_TEXTE FOURNI:_
----

L’étude du Dr Neely portait sur 644 patients de plus de 60 ans, dont le quart étaient atteints de dégénérescence maculaire. « Nous avons été chanceux d’avoir cette cohorte, qui sera suivie pendant des années pour mieux comprendre les aspects génétiques et les facteurs de risque liés à la maladie. »

Jean-Daniel Arbour, chirurgien de la rétine au Centre de recherche du Centre hospitalier de l’Université de Montréal, est surpris de ces résultats. « J’espère que ce n’est pas le cas ici », dit le Dr Arbour, vers qui l’AQDM a dirigé La Presse. « Les cas qu’on m’envoie me donnent à penser que les patients sont très bien suivis par les optométristes. Mais en même temps, on ne sait pas quelle proportion des gens qui ont une forme sèche l’ignore. Il faudrait faire ce genre d’étude. »

« Plein de petites morts »

----

_EXERCICE:_
Dans le texte sur la dégénérescence maculaire, combien de patients l'étude du Dr Neely comptait-elle ? Les items proviennent d'une autre source que le texte.

----

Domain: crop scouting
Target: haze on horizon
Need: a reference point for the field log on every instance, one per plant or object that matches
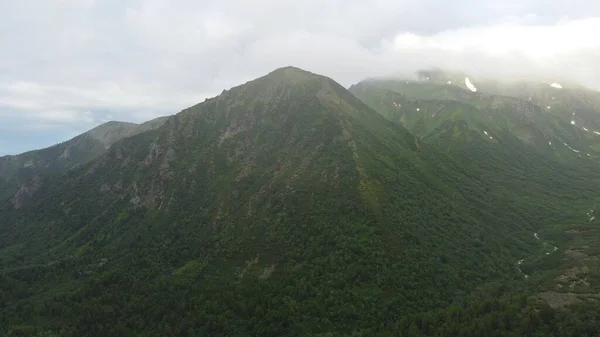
(69, 65)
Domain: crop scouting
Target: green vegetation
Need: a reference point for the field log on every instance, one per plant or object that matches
(288, 207)
(22, 172)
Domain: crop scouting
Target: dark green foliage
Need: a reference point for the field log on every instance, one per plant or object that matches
(23, 171)
(283, 207)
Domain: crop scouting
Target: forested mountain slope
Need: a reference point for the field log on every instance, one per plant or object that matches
(283, 207)
(20, 174)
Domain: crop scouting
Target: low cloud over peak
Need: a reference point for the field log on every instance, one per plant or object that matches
(68, 64)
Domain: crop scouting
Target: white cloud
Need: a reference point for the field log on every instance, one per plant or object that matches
(77, 61)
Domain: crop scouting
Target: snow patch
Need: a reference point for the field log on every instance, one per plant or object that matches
(572, 149)
(470, 85)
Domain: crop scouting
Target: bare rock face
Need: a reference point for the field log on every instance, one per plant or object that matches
(25, 192)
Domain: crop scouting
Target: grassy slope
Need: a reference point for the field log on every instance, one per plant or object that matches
(282, 207)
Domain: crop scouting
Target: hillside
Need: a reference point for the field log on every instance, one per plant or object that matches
(282, 207)
(20, 174)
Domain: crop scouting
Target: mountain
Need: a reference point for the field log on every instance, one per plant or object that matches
(283, 207)
(19, 175)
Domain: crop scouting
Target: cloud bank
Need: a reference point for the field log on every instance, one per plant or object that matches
(68, 65)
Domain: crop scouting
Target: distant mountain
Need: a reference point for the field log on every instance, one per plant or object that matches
(20, 174)
(286, 207)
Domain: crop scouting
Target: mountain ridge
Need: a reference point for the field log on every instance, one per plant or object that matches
(20, 173)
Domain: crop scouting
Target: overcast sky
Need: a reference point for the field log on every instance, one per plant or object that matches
(69, 65)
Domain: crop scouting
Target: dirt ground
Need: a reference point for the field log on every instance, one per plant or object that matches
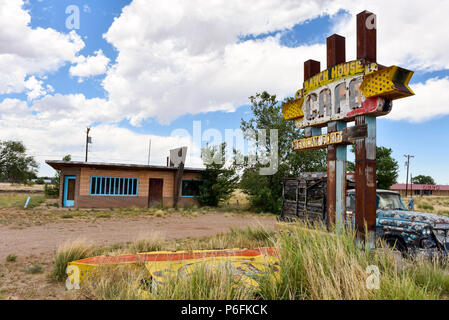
(35, 244)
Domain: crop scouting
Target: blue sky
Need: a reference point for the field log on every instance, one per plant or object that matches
(164, 69)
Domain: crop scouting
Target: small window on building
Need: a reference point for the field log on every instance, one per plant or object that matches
(190, 188)
(113, 186)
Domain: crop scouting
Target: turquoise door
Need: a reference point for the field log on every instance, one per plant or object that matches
(69, 191)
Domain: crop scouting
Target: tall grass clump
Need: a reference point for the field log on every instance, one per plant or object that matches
(70, 251)
(115, 282)
(318, 265)
(146, 243)
(249, 238)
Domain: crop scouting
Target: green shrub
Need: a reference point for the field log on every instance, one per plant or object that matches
(66, 253)
(51, 190)
(425, 206)
(34, 268)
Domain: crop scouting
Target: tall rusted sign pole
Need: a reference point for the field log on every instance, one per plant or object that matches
(356, 91)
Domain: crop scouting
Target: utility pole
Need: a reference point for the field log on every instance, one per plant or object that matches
(408, 156)
(149, 152)
(87, 141)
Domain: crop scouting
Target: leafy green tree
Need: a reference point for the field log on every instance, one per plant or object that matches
(265, 191)
(218, 180)
(387, 168)
(421, 179)
(15, 165)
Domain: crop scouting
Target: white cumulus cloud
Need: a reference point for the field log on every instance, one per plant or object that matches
(90, 65)
(26, 51)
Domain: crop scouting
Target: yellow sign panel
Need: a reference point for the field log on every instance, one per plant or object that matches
(318, 142)
(293, 110)
(336, 73)
(245, 264)
(244, 268)
(390, 83)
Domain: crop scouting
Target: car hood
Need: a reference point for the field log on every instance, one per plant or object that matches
(436, 221)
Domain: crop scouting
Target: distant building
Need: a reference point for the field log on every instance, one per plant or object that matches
(107, 185)
(421, 189)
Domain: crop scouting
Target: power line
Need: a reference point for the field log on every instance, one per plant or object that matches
(407, 163)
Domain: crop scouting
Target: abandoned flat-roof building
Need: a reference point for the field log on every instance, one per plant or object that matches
(103, 185)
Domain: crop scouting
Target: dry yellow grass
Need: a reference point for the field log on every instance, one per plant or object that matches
(16, 186)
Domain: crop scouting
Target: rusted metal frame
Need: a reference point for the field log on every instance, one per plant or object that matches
(309, 132)
(336, 52)
(311, 68)
(178, 181)
(365, 205)
(365, 149)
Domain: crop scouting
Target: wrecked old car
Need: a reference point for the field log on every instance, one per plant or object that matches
(408, 231)
(304, 198)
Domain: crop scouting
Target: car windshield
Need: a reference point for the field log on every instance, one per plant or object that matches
(389, 201)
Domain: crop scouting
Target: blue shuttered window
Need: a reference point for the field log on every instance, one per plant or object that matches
(113, 186)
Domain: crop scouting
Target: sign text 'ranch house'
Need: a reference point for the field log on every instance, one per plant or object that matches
(345, 91)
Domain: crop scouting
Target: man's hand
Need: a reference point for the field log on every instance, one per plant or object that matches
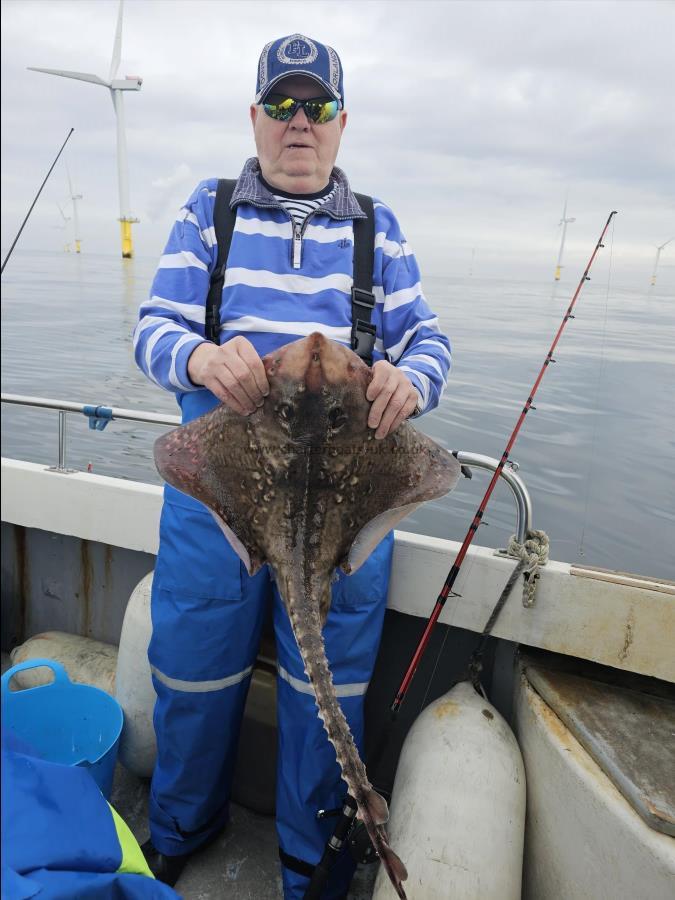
(233, 372)
(393, 397)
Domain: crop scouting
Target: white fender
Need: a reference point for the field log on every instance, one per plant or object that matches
(133, 688)
(85, 660)
(458, 806)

----

_VOTRE RÉPONSE:_
Elle comptait 644 patients de plus de 60 ans.